TASK DETAILS. Keep each entry exactly as written when you repeat it, and skip the images.

╭─ TASK MATERIAL

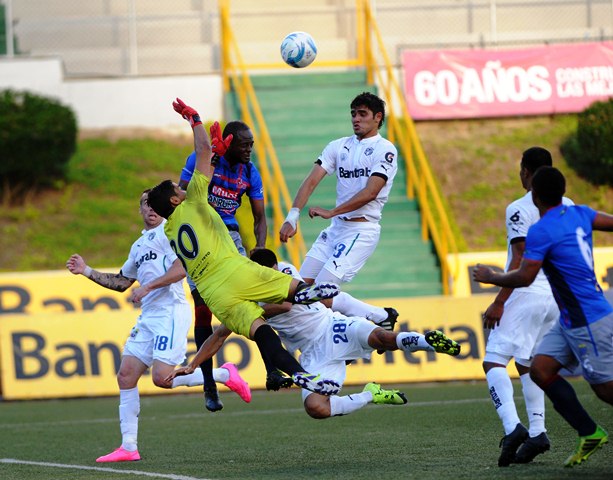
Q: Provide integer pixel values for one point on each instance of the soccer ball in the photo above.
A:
(298, 49)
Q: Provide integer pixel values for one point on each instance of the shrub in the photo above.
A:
(590, 150)
(37, 138)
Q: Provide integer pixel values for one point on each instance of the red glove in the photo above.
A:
(219, 145)
(188, 113)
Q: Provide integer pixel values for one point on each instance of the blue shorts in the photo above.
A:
(590, 346)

╰─

SOLVED PROBLEM.
Q: Provide integer pixel values for one point on each instance of the soccer ball in the photo above.
A:
(298, 49)
Q: Provide integer pixel values for one point on each instance of the shrub in the photo above.
A:
(590, 150)
(37, 138)
Q: Provide integer pixel values for one point on each instance of the red glove in the photo above.
A:
(219, 145)
(188, 113)
Q: Provide integer pixel values for one point on each instance of the blue shorts in the photo above.
A:
(590, 346)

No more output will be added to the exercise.